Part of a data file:
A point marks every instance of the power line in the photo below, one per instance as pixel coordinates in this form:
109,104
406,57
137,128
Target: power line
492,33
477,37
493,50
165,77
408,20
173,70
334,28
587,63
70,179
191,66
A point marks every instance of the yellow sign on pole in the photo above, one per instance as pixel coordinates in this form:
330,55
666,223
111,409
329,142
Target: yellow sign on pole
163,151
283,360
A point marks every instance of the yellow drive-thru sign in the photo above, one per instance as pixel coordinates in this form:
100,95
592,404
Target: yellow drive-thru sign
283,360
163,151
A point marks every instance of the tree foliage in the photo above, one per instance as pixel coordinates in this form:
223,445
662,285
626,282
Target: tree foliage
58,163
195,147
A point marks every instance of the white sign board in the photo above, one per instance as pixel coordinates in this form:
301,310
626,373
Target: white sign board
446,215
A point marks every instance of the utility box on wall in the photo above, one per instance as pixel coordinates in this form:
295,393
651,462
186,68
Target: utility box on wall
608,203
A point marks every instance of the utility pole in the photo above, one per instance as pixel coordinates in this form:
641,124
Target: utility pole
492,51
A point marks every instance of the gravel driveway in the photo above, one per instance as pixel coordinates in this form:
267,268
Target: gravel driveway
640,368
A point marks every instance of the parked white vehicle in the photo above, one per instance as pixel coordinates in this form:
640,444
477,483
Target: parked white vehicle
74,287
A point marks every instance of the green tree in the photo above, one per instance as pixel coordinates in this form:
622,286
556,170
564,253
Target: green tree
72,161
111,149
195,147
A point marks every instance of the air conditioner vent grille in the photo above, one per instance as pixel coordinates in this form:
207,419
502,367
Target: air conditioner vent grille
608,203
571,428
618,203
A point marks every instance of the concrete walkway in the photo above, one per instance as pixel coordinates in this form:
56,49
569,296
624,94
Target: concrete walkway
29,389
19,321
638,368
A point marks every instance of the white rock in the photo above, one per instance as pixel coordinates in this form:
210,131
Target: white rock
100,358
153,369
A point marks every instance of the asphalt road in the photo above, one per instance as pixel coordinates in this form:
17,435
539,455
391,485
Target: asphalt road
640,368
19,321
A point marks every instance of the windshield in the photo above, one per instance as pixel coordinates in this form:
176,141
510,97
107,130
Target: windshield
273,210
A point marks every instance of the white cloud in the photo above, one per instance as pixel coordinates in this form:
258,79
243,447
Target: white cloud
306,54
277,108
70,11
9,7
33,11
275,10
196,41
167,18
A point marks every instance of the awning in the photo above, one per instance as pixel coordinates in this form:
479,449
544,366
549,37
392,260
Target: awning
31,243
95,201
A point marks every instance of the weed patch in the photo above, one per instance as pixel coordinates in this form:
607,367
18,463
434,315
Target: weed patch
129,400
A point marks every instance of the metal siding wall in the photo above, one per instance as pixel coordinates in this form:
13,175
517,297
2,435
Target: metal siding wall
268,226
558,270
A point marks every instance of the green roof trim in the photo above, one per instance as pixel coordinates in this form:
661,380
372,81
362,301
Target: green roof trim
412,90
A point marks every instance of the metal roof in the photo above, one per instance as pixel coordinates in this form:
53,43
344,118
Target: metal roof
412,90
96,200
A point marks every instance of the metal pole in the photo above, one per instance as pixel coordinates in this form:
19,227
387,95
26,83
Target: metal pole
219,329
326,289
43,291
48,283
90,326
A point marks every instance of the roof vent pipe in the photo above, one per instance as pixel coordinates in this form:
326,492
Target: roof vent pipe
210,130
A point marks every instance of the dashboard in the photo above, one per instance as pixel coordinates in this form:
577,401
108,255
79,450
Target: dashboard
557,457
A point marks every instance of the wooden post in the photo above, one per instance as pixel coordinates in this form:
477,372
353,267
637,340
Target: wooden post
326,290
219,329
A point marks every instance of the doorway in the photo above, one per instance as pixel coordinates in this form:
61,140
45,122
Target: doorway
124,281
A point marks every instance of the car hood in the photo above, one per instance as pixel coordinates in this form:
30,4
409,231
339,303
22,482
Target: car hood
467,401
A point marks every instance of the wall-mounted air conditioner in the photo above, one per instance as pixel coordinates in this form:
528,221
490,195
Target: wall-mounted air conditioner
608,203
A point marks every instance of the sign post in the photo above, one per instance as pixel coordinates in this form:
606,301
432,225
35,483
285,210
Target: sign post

● EXERCISE
Can you copy every one of the records above word for word, without changing anything?

● EXPECTED ANSWER
A point marks every instance of the power line in the photo below, one per instance as pixel coordinates in this form:
109,104
406,57
137,128
Target: power line
492,33
477,37
493,50
165,77
408,20
173,70
334,28
587,63
70,179
191,66
A point marks every instance of the yellow sign on pole in the photo above, one per instance as pixel coordinates in this form:
330,55
666,223
111,409
329,142
Target: yellow sign on pole
163,151
283,360
A point marks every instance of the yellow drive-thru sign in the photo above, one per instance as pixel coordinates in this form:
100,95
592,404
Target: yellow drive-thru sign
283,360
163,151
A point marks every instance of the tree foliage in the photo above, one per instance as pixel coordinates in this form:
223,445
662,285
626,282
Target: tree foliage
58,163
195,147
A point marks every instance of the white sign board in the photo above, one per instance as pixel coordinates in this form:
301,310
626,373
Target: white sign board
446,215
A point marks every instance of the utility box on wall in the photo above, one per instance as pixel coordinates in this form:
295,393
651,462
186,68
Target: utility box on wall
608,203
A point marks every instance of the utility pole in the photo above, one per instance as pixel coordinates in this form:
641,124
Target: utility pole
492,51
A point marks every instance of the gravel driveway in the photo above, one per instance as pixel coordinates in this form:
267,268
Target: gravel driveway
640,368
A point marks every instance of the parked white vehicle in the photo above, one per instance as pixel coordinates in this form:
640,444
477,483
Target: parked white vehicle
74,287
A point marks every instance of the green tree in the photo above, one per instance as pixel coordinates in this form:
622,286
556,170
564,253
Target: green tree
72,161
111,149
195,147
A point marks every instance of the air conditioner vent grille in the photo above, one per instance as pixel coordinates in this form:
207,419
502,367
Target: air conditioner vent grille
608,203
571,428
618,203
A point marks every instance of the concrete walkway in the photo above, one per instance as pixel coordinates in this form:
56,49
569,296
624,94
Target: concrete walkway
29,389
19,321
638,368
A point marks every instance of the white rock in the photo above, one per instance as pixel coordinates in this form:
210,131
Target: white rock
100,358
153,369
A point marks every instance of the asphalt road in the photo above, one per instance as pixel coordinates in this form:
17,435
539,455
391,485
Target: asphalt road
640,368
19,321
A point marks every instance of the windshield in the photo above, one per instance as pixel coordinates in this form:
176,141
510,97
107,130
Target: windshield
273,210
A point marks every instance of the white cloud in the photo above, one per instance as pixel coordinates in this form:
258,79
243,447
Target: white cloud
306,54
277,108
70,11
9,7
33,11
275,10
196,41
167,18
A point marks every instance of the awning in the photo above, one per instance as pixel coordinates in this form:
479,449
544,366
549,37
392,260
Target: awning
31,243
95,201
A point marks every instance of the weed patch in the photo above, one per instance as pixel coordinates in this form:
607,367
18,463
434,315
Target: weed patch
129,400
A point marks every instance of the metal siding wall in the photo above, one per instance as pixel coordinates in this form:
13,175
517,297
2,435
Target: metal siding wall
268,226
558,270
A point marks every instance of the green roof trim in the photo above, one per instance as pixel coordinates in this form:
661,380
372,81
362,301
Target: green roof trim
412,90
A point marks every instance of the metal roof in the photo above, one per instance as pixel coordinates in this form:
53,43
344,118
Target: metal roof
412,90
96,200
A point marks every instance of the metal pole in the photo above, one per instance as pixel coordinates in this form:
19,227
387,95
26,83
Target: metal pole
219,329
326,289
43,291
48,283
90,326
A point marks every instance of the roof vent pipe in the photo above, one per instance as pixel coordinates in this form:
326,492
Target: roof vent pipe
210,130
A point marks every instance of the dashboard in the photo above, one per instance as pixel coordinates in this form:
577,401
108,255
79,450
Target: dashboard
557,457
A point marks every instance of the wooden post in the photo above, one per instance as pixel coordinates in this form:
477,372
353,267
637,340
Target: wooden post
326,290
219,329
A point marks every instance of the doorway in the photo above, one per instance as pixel coordinates in this form:
61,140
45,122
Target: doorway
124,281
A point marks every instance of the car hood in the photo above, one per instance as pixel coordinates in this form:
30,4
409,231
339,303
22,482
Target: car hood
467,401
A point marks every instance of the wall-mounted air conditioner in the photo above, one per instance as pixel coordinates in this form:
528,221
490,195
Target: wall-mounted air conditioner
608,203
A point marks every instance of the sign post in the photo above, one per instance as pixel coordinates in this form:
606,301
432,225
35,483
285,210
Target: sign post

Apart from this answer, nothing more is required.